▶ **Task prompt**: Look through the entries that follow and count the lines with the word "tree". The reply is that number alone.

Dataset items
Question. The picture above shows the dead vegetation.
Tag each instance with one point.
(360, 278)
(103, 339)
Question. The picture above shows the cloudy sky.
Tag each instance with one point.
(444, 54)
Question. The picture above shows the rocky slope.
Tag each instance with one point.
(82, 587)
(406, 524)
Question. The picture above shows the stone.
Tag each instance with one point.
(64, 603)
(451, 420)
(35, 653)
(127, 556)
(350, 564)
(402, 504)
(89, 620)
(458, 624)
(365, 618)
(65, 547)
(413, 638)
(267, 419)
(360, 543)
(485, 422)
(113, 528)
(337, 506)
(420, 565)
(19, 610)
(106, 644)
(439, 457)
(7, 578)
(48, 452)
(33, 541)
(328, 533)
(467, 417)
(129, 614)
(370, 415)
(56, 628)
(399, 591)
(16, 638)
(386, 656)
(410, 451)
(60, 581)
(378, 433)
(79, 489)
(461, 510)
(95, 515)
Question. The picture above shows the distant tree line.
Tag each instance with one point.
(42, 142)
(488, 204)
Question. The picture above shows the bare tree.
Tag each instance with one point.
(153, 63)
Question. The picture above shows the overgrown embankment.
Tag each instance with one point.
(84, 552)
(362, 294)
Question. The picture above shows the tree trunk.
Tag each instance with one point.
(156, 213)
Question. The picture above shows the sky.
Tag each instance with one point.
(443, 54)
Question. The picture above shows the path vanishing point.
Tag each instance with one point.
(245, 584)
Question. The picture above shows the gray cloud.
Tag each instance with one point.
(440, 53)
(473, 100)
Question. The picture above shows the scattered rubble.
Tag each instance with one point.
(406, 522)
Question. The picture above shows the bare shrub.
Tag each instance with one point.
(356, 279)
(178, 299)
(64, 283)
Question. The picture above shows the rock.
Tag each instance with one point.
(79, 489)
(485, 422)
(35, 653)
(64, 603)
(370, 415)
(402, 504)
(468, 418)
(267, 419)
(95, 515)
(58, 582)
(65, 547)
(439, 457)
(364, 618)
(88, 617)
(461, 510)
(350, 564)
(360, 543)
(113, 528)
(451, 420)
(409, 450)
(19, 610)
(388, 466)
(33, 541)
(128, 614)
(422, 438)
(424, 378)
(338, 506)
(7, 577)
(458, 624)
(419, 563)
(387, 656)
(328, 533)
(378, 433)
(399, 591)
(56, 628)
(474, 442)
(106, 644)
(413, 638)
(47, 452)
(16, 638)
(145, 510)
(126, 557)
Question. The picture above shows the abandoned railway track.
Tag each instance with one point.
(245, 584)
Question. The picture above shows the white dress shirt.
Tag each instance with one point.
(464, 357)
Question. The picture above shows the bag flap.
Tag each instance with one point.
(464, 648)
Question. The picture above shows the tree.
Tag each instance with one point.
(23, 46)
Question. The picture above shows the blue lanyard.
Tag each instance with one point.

▶ **Result for this task**: 4